# PASSAGE
=======
Regarding the conversational tones, she adds: “And then, the Japanese equivalent of the third-person pronoun ‘she’ certainly means female in Japanese. So then, our readers may be bewildered when a character is referred to as ‘she’ since it is understandable that they have assumed ‘him’ as a male because of his ‘unfeminine’ language – which may often be considered synonymous with ‘masculine’ for us, as I said. However, now I hope that such a little feeling of strangeness will end up rather stimulating and expanding their imagination about the universe of the story.”

Milena Ilieva, too, remarks on the need for the reader to adapt: “It sounds a bit odd for the first couple of pages, but you get used to it pretty fast.”

The situation in Hungarian put Csilla Kleinheincz in the position of balancing the neutral and feminine effects of ‘she’ in the novel:

“When translating Ancillary Justice I could skip the stablishing of gender and could stick to the neutral pronoun that is natural to our language. Of course, this also meant that I had to let go of the default ‘she’ and I tried to make up for it by using the female versions of the words describing relationships when a gender-neutral version wasn’t applicable. This removes the shock an English reader feels when absolutely everyone is a ‘she’ but I wanted to keep the text flowing and natural while retaining the mentality behind using ‘she’ as the default pronoun.

The way Breq describes Radchaai language, it seems closer to Hungarian than to English – therefore some Hungarian readers didn’t ‘get it’ why Breq worries so much about choosing the right gender when referring to a person in another language (many Hungarians make accidental mistakes like mistaking ‘he’ and ‘she’ and don’t think too much of it). It felt natural to use gender-neutral pronouns and in many cases it was even easier than an English translation usually is. I hope that the flow of the text justifies my choice in staying on neutral ground.”

What is clear in all of these responses is that by examining the notions of ‘neutral’ and ‘feminine’ in grammar and gender through the lens of translation, we reveal their complexity – and some of their possible futures in languages, in both literature and speech.

Thank you to all five translators for their time and responses, and to Ann Leckie and Will Roberts for putting us in touch with them.


Translators

Milena Ilieva has been a freelance translator for twenty years, working on around sixty books in all genres, but predominantly science fiction and fantasy, among them a large proportion of Bujold at her best (including the last six books of the Vorkosigan saga), the Mark Lawrence Thorns trilogy, Andy Weir’s The Martian and many more. Apart from translating, Milena teaches English at the Sofia University.
=======
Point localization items
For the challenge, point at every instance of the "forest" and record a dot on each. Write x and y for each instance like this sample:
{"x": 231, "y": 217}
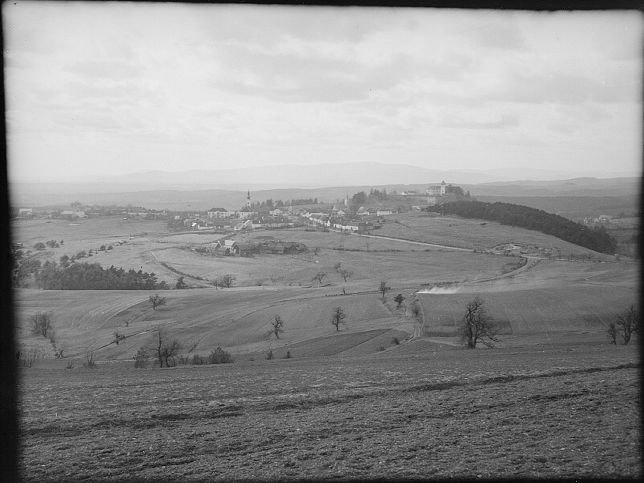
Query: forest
{"x": 91, "y": 276}
{"x": 525, "y": 217}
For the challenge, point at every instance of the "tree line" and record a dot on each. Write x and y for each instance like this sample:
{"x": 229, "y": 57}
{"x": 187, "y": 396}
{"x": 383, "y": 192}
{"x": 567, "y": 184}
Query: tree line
{"x": 533, "y": 219}
{"x": 91, "y": 276}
=======
# WHAT THE TASK ASKS
Extend the article on translating gender in Ancillary Justice, starting right after its last sentence.

# SOLVED EXERCISE
Bernhard Kempen was born in 1961 in Hamburg and has lived in Berlin since 1984. He studied Comparative Literature, finishing his M.A. in 1987 at UEA in Norwich and his Ph.D. in 1994 at FU Berlin. Since 1993 he has translated more than 130 science fiction novels from English to German. He has also written stories and novels, ranging from erotic to science fiction, and appeared in several erotic cabaret performances, some of them featuring his transgender identity Barbara.

Emanuel Lottem, Ph.D. (Econ.), was born in 1944 in Israel. He has been translating science fiction and fantasy (among other genres) since 1976. He served as the head of the editorial board of the relatively short-lived but highly influential magazine Fantasia 2000, in 1983-1985, and played a central role in the evolution of Israeli fandom, including the establishment of the Israeli Society for Science Fiction and Fantasy (1996), for which he served as its first Chairman until 2001. He has translated more than 100 SFF titles so far.

Csilla Kleinheincz is a Hungarian-Vietnamese writer, editor and translator. She has three published novels and a short story collection. She translates SFF into Hungarian, including the works of Peter S. Beagle, Kelly Link, Catherynne M. Valente, Ursula K. Le Guin, Scott Westerfeld and Ann Leckie, and she is currently working as the editor of the Hungarian publishing house Gabo.

Hideko Akao graduated from the Department of Mathematics, Tsuda College. She has translated science ficttion, mystery, and scientific nonfiction books, with translated authors including Seth Grahame-Smith, Vernor S. Vinge, Robert A. Heinlein, and Anne McCaffrey.